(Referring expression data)
# # # # # # #

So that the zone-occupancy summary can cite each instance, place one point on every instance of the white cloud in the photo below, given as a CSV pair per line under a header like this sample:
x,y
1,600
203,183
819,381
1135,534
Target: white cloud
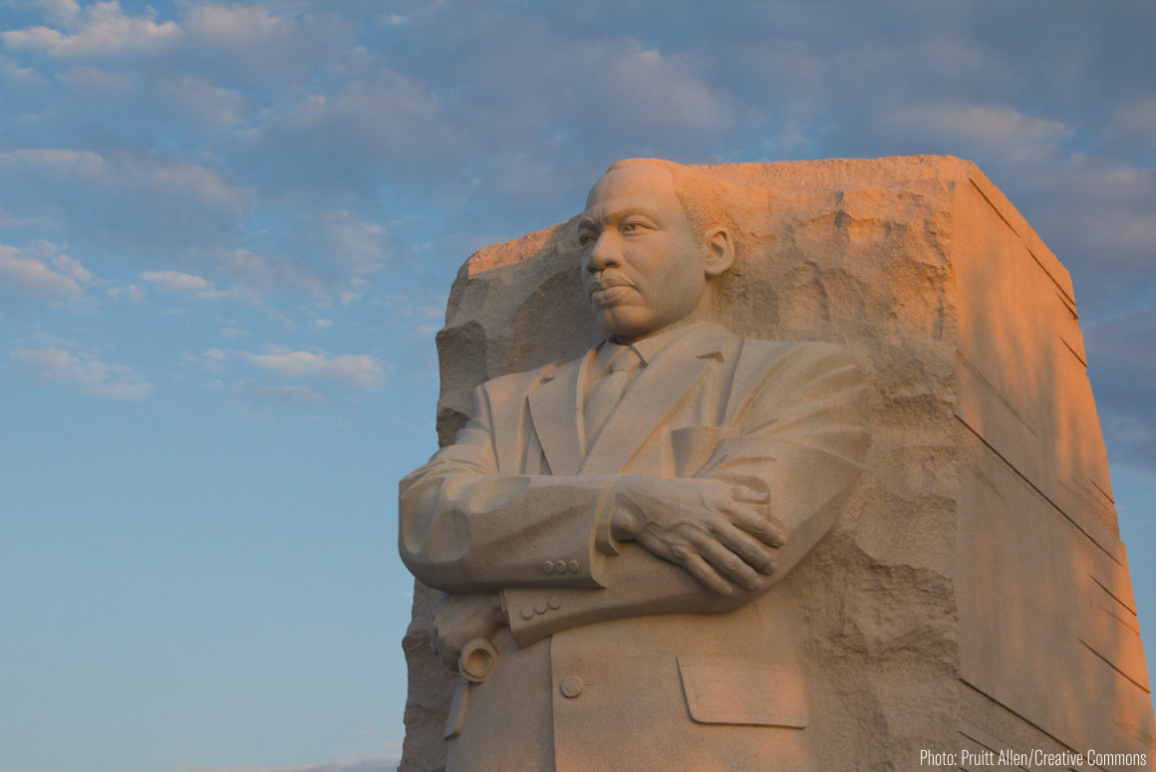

# # # # # # #

* YOUR OBJECTIVE
Figure out how many lines above include the string "cloud", then report that number and nothing else.

* WRITTEN SOLUTION
2